SET TASK: Render into Spanish this sentence from the Word2Vec tour text below: "Note: This repo requires a gzipped file of data to be unzipped, in order to use it from scratch."

TEXT EXCERPT:
Word2Vec Whirlwind Tour Using Yelp Review Data

Lynn Cherny (@arnicas, arnicas@gmail.com)

Note: This repo requires a gzipped file of data to be unzipped, in order to use it from scratch. Otherwise, you can load the model that I saved.


In [2]:
import json
import gensim
import numpy as np
import string
import tsne as ts # local copy in the repo

In [2]:
%matplotlib inline

In [3]:
import matplotlib.pyplot as plt

You can skip the following steps if you just want to load the word2vec model I provided... but this is the raw data approach.


In [1]:
# We need to unzip the data file to use it:
!gunzip ../data/yelp/yelp_academic_dataset_reviews.json.gz

In [2]:
# Make sure it is there and unzipped:
!ls -al ../data/yelp/


total 541432
drwxr-xr-x   4 lynn  staff        136 Jun 15 16:40 .
drwxr-xr-x  10 lynn  staff        340 Jun 15 16:13 ..
-rw-r--r--   1 lynn  staff  216292386 Jun  4 17:42 yelp_academic_dataset_reviews.json
-rw-r--r--   1 lynn  staff   60917407 Jun  4 17:42 yelp_w2vformat.mod

In [4]:
## Make sure this dataset is here and unzipped.
data = []
with open("../data/yelp/yelp_academic_dataset_reviews.json") as handle:
    for line in handle.readlines():
        yelp = json.loads(line)

DATA EXTRACT:
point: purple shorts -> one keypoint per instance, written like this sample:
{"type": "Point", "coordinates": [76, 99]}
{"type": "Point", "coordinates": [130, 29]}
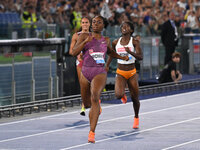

EXPECTED ANSWER: Nota: este repositorio requiere que se descomprima un archivo de datos comprimido con gzip para poder usarlo desde cero.